_EXTRACT_
-*-

- Meridian Peak Location within Colorado

Highest point
- Elevation: 12,432 ft (3,789 m)
- Prominence: 366 ft (112 m)
- Isolation: 1.93 mi (3.11 km)
- Coordinates: 39°46′03″N 106°23′06″W﻿ / ﻿39.7674859°N 106.3850295°W

Geography
- Location: Eagle and Summit counties, Colorado, United States
- Parent range: Gore Range
- Topo map(s): USGS 7.5' topographic map Piney Peak, Colorado

Climbing
- Easiest route: hike

= Meridian Peak =

Mountain in the American state of Colorado

Meridian Peak is a mountain summit in the Gore Range of the Rocky Mountains of North America. The 12432 ft peak is located in the Eagles Nest Wilderness, 14.5 km north by west (bearing 353°) of the town of Vail, Colorado, United States, on the drainage divide separating White River National Forest and Eagle County from Arapaho National Forest and Summit County.

-*-

_DATA ROWS_

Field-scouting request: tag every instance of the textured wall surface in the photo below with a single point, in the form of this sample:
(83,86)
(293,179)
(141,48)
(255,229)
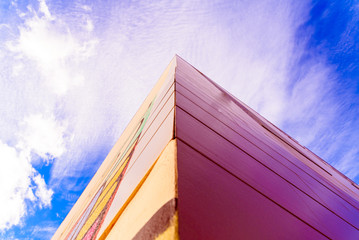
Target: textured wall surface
(197,163)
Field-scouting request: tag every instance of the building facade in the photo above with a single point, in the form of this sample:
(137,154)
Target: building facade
(197,163)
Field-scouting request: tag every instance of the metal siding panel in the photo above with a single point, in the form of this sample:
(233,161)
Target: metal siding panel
(214,204)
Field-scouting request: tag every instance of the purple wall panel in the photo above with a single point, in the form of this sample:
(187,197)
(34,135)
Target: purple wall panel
(267,182)
(214,204)
(333,199)
(229,158)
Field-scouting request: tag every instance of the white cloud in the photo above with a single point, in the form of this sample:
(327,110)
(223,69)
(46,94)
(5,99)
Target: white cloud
(44,136)
(71,81)
(42,192)
(49,42)
(18,181)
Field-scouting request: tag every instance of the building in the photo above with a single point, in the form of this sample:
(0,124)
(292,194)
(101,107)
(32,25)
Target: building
(197,163)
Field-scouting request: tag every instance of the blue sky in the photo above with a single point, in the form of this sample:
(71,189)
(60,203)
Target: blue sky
(73,73)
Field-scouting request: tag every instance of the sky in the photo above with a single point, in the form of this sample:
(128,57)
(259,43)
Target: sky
(73,73)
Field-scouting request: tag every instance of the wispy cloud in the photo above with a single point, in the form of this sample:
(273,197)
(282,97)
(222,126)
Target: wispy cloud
(73,75)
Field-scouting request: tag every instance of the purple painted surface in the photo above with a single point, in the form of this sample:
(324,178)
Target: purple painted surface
(236,172)
(260,178)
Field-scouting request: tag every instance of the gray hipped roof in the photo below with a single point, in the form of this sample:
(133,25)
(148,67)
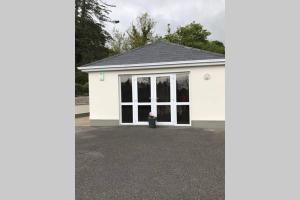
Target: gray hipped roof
(160,51)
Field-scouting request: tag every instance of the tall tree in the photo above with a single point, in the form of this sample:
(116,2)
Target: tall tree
(90,35)
(194,35)
(119,42)
(141,32)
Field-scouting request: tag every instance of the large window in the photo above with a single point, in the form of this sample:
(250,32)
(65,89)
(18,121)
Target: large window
(182,98)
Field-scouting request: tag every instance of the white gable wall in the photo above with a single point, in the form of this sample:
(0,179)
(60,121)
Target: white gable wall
(207,97)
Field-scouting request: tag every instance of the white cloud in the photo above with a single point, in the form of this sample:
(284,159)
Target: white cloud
(210,13)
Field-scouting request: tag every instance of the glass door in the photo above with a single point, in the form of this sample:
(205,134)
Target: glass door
(164,99)
(156,94)
(143,97)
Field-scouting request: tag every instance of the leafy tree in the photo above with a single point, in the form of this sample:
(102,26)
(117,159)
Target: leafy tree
(119,42)
(141,32)
(194,35)
(90,35)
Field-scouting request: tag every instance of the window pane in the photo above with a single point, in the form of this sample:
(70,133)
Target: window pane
(143,113)
(144,89)
(126,89)
(126,114)
(163,89)
(183,114)
(182,87)
(163,113)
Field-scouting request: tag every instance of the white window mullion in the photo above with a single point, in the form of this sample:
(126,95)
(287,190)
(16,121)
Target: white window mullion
(153,95)
(134,99)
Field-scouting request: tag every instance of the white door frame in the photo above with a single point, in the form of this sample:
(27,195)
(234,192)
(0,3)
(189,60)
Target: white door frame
(153,103)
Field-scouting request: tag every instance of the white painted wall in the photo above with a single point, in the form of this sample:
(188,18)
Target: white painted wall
(207,97)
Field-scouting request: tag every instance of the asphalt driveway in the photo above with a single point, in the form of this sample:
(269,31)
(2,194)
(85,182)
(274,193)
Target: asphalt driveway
(142,163)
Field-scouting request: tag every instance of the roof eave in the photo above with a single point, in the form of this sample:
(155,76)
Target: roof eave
(160,65)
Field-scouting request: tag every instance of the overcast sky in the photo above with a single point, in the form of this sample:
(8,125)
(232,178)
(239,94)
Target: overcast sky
(210,13)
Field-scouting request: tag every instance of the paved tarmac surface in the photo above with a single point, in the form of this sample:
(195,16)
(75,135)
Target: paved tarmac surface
(134,163)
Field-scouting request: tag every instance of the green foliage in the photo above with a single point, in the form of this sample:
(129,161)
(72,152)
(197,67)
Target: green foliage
(119,42)
(141,32)
(194,35)
(90,36)
(138,34)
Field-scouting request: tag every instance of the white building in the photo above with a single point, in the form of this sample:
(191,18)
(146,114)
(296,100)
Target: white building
(182,86)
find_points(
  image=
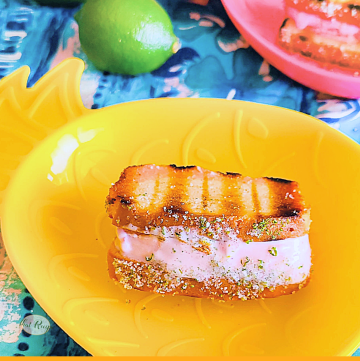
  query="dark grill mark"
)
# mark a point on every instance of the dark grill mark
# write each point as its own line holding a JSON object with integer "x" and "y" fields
{"x": 182, "y": 167}
{"x": 279, "y": 180}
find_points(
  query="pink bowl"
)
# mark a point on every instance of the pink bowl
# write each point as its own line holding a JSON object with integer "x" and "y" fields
{"x": 259, "y": 22}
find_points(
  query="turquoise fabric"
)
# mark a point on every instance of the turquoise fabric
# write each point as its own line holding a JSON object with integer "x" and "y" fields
{"x": 214, "y": 61}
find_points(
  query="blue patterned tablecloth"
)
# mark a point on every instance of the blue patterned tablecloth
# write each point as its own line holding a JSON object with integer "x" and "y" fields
{"x": 214, "y": 61}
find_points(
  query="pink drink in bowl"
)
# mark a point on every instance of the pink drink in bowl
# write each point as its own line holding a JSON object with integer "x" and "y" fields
{"x": 259, "y": 22}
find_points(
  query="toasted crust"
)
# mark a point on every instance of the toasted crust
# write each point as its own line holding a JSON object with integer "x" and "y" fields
{"x": 260, "y": 209}
{"x": 140, "y": 276}
{"x": 317, "y": 47}
{"x": 347, "y": 11}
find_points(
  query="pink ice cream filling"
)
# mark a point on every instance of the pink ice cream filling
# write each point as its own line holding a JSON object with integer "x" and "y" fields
{"x": 264, "y": 264}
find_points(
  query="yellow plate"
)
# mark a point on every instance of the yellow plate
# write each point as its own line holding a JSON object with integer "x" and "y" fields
{"x": 57, "y": 233}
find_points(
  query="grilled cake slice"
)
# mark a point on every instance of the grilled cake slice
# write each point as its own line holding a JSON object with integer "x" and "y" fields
{"x": 326, "y": 31}
{"x": 195, "y": 232}
{"x": 346, "y": 11}
{"x": 150, "y": 198}
{"x": 341, "y": 51}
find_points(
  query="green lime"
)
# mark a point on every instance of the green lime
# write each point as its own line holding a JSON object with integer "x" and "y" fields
{"x": 126, "y": 36}
{"x": 61, "y": 3}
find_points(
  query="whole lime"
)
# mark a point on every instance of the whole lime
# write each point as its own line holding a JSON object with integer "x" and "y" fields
{"x": 126, "y": 36}
{"x": 60, "y": 3}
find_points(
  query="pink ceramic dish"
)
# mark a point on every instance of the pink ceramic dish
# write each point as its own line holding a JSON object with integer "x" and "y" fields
{"x": 259, "y": 22}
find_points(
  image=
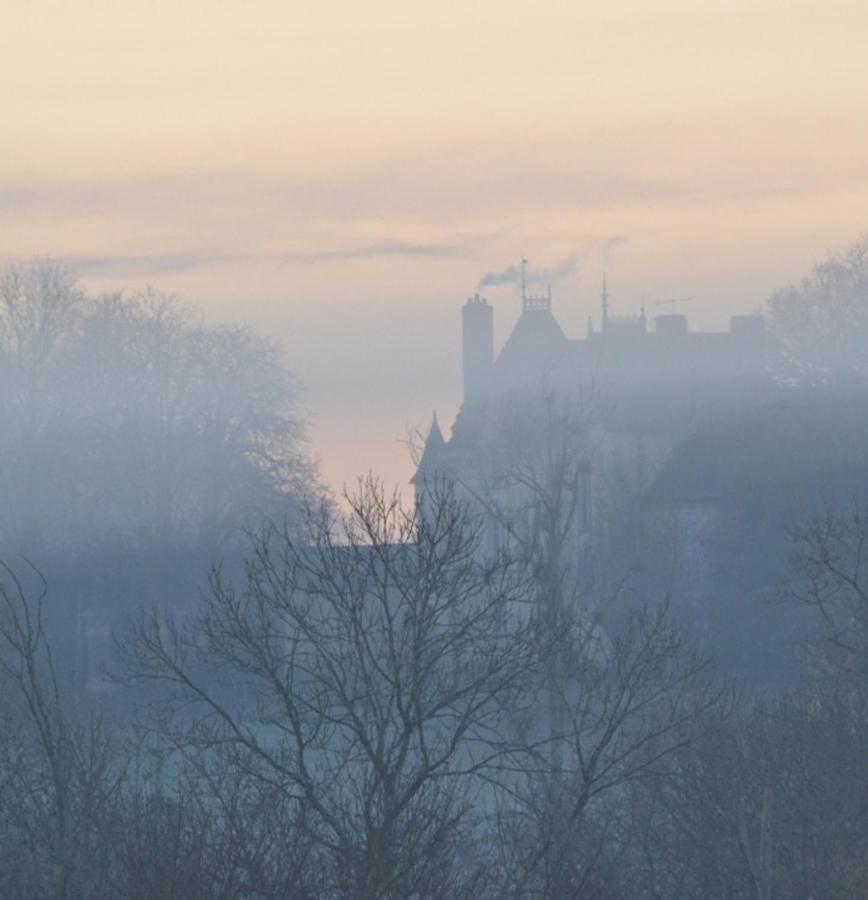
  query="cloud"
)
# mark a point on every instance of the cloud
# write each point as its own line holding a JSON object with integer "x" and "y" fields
{"x": 379, "y": 249}
{"x": 566, "y": 268}
{"x": 157, "y": 264}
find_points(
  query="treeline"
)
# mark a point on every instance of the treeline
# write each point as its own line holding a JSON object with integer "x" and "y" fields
{"x": 379, "y": 708}
{"x": 137, "y": 443}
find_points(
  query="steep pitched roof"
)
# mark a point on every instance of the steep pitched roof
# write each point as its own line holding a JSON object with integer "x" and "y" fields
{"x": 536, "y": 340}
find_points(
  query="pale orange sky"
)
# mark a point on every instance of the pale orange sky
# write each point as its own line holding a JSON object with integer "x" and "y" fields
{"x": 342, "y": 174}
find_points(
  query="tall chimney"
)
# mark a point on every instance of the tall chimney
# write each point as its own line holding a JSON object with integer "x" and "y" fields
{"x": 477, "y": 321}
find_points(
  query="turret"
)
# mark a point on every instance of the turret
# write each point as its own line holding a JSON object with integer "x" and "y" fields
{"x": 477, "y": 321}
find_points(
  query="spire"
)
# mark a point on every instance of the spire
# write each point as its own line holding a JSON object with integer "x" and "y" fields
{"x": 434, "y": 446}
{"x": 604, "y": 297}
{"x": 435, "y": 435}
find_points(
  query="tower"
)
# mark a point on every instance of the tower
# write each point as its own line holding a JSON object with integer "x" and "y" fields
{"x": 477, "y": 327}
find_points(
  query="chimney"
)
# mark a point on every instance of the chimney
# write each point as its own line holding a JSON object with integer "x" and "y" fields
{"x": 477, "y": 321}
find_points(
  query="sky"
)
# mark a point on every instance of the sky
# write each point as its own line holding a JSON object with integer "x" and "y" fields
{"x": 343, "y": 175}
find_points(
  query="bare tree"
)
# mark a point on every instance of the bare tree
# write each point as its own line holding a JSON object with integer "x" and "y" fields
{"x": 821, "y": 325}
{"x": 61, "y": 774}
{"x": 372, "y": 664}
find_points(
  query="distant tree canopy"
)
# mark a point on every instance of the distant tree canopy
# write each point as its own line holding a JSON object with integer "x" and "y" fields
{"x": 821, "y": 325}
{"x": 128, "y": 423}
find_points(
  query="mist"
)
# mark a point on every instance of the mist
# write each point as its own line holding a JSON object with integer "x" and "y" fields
{"x": 434, "y": 451}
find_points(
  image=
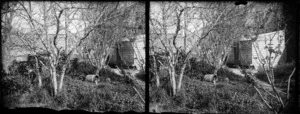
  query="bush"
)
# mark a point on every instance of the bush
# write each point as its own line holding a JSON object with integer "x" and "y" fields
{"x": 15, "y": 85}
{"x": 223, "y": 73}
{"x": 78, "y": 70}
{"x": 197, "y": 69}
{"x": 281, "y": 72}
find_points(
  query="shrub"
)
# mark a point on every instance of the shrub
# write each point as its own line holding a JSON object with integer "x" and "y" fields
{"x": 281, "y": 72}
{"x": 223, "y": 73}
{"x": 197, "y": 69}
{"x": 15, "y": 85}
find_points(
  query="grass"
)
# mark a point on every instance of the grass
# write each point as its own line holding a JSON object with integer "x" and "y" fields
{"x": 204, "y": 97}
{"x": 76, "y": 95}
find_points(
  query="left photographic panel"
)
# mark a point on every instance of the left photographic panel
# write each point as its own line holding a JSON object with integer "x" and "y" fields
{"x": 86, "y": 56}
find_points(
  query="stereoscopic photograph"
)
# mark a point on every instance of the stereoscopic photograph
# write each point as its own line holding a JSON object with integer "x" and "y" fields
{"x": 222, "y": 57}
{"x": 86, "y": 56}
{"x": 150, "y": 57}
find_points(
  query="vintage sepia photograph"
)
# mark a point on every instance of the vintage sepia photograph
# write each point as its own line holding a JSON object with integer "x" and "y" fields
{"x": 87, "y": 56}
{"x": 222, "y": 57}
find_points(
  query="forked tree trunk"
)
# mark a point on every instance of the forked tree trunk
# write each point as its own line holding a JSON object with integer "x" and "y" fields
{"x": 62, "y": 78}
{"x": 181, "y": 76}
{"x": 155, "y": 72}
{"x": 172, "y": 79}
{"x": 38, "y": 71}
{"x": 54, "y": 80}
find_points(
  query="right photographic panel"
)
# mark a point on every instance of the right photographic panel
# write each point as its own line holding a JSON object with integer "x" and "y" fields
{"x": 222, "y": 57}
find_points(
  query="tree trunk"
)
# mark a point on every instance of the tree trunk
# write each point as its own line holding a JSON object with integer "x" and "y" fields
{"x": 62, "y": 78}
{"x": 180, "y": 77}
{"x": 173, "y": 80}
{"x": 155, "y": 72}
{"x": 54, "y": 81}
{"x": 38, "y": 71}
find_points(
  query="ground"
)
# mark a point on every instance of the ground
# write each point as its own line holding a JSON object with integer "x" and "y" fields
{"x": 116, "y": 95}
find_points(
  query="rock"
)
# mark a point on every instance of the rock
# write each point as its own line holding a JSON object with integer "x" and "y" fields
{"x": 226, "y": 80}
{"x": 210, "y": 78}
{"x": 108, "y": 80}
{"x": 92, "y": 78}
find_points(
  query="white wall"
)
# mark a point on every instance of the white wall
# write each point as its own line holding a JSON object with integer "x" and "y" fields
{"x": 277, "y": 41}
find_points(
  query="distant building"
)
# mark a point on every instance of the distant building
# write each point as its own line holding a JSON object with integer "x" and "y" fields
{"x": 247, "y": 52}
{"x": 129, "y": 53}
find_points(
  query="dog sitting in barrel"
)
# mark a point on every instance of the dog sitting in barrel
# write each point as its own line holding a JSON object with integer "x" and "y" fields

-*-

_OBJECTIVE_
Reproduce the Meridian Peak text word for word.

_RESULT_
- Meridian Peak Location within Colorado

Highest point
- Elevation: 12,432 ft (3,789 m)
- Prominence: 366 ft (112 m)
- Isolation: 1.93 mi (3.11 km)
- Coordinates: 39°46′03″N 106°23′06″W﻿ / ﻿39.7674859°N 106.3850295°W

Geography
- Location: Eagle and Summit counties, Colorado, United States
- Parent range: Gore Range
- Topo map(s): USGS 7.5' topographic map Piney Peak, Colorado

Climbing
- Easiest route: hike

= Meridian Peak =

Mountain in the American state of Colorado

Meridian Peak is a mountain summit in the Gore Range of the Rocky Mountains of North America. The 12432 ft peak is located in the Eagles Nest Wilderness, 14.5 km north by west (bearing 353°) of the town of Vail, Colorado, United States, on the drainage divide separating White River National Forest and Eagle County from Arapaho National Forest and Summit County.